### What to do
**a.** In the Bukit Tabur sunrise thread, why did ishafizan choose to upload the second sunrise picture?
**b.** Please extract the part of the Bukit Tabur sunrise thread starting with "## Robin Usagani" and going on through "perfect. Great shot!".
**c.** Using the Bukit Tabur sunrise thread, answer these:
(i) Which camera took the first sunrise shot?
(ii) Whose cuddly little friends appear in the second picture?
(iii) Which of the two pictures does Andytill prefer?

** START Text excerpt **

# 1st sunrise shot (Feb 2011) on top of Bukit Tabur



## ishafizan (Feb 13, 2011)

... 1st sunrise shot on top of Bukit Tabur for 2011 



2011 1st sunrise shoot at Bukit Tabur peak by ishafizan, on Flickr

Camera	Canon EOS 1000D
Exposure	1
Aperture	f/16.0
Focal Length	18 mm
ISO Speed	100

- i cant explain that blurry bit  ... wind was strong and the tripod whistled! had to reposition mr felix a couple of times for a good shot
- or it could be 'something' just passing through ... encountered more than once of the _invisible_ kind.


----------



## Robin Usagani (Feb 13, 2011)

How many seconds?  Bagus!


----------



## Davor (Feb 13, 2011)

Wow that is beautiful! i love how the sun shines through the clouds like that and that tip of the mountain right dead in the middle is perfect. Great shot!


----------



## Mersad (Feb 13, 2011)

Epic image!


----------



## cnutco (Feb 13, 2011)

Amazing!


----------



## DrunkenGiraffe (Feb 13, 2011)

:O Wow, that is a stunning picture


----------



## Marc-Etienne (Feb 13, 2011)

Just wow! Seriously, nothing else to say than WOW!


----------



## JoshC. (Feb 13, 2011)

Is that a teddy bear on the rock?
Awesome shot!


----------



## phototopainting (Feb 13, 2011)

Very Beautiful, what is that on the rock?


----------



## thingsIsee (Feb 14, 2011)

very very nice!!


----------



## ishafizan (Feb 14, 2011)

went up again today.

amazing sunrise, and i chose to upload this one ... taken during the red transition to orange phase. fits the theme.

not that i'm celebrating it, but to those who are: HAPPY VALENTINE'S DAY!
cherish your love one(s), hold on and don't let go 




Theme of the day: LOVE by ishafizan, on Flickr

btw, those are my daughter's cuddly little friends.


----------



## Bend The Light (Feb 14, 2011)

A lovely new version...I didn't even notice the cuddlies in the first version...

Wonderful colours again. Thanks for sharing.


----------



## Andytill (Feb 16, 2011)

I prefer the first. I think the clouds in the first are amazing!


----------



## fokker (Feb 16, 2011)

Brilliant shots, I could do without the teddy bears though


----------



## Over Exposed (Feb 16, 2011)

Hopefully you snagged some without the teddy bears? Seriously, they are great pics. If you didn't already go back some more and do it!


----------



## Forkie (Feb 17, 2011)

I love the first image.  I love the peak of the mountain on the far right and it's shadow cast on the clouds just above it!


----------

** END Text excerpt **
** START Dataset content **

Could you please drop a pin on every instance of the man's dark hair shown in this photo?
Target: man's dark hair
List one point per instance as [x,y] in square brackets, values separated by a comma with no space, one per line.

** END Dataset content **

### Solutions below
**a.** ishafizan picked the picture because it was taken during the sunrise's red transition to orange phase, which fit the theme of the day. That theme was LOVE, matching Valentine's Day.

**b.**
## Robin Usagani (Feb 13, 2011)

How many seconds?  Bagus!


----------



## Davor (Feb 13, 2011)

Wow that is beautiful! i love how the sun shines through the clouds like that and that tip of the mountain right dead in the middle is perfect. Great shot!

**c.**
(i) A Canon EOS 1000D.
(ii) ishafizan's daughter's.
(iii) The first one.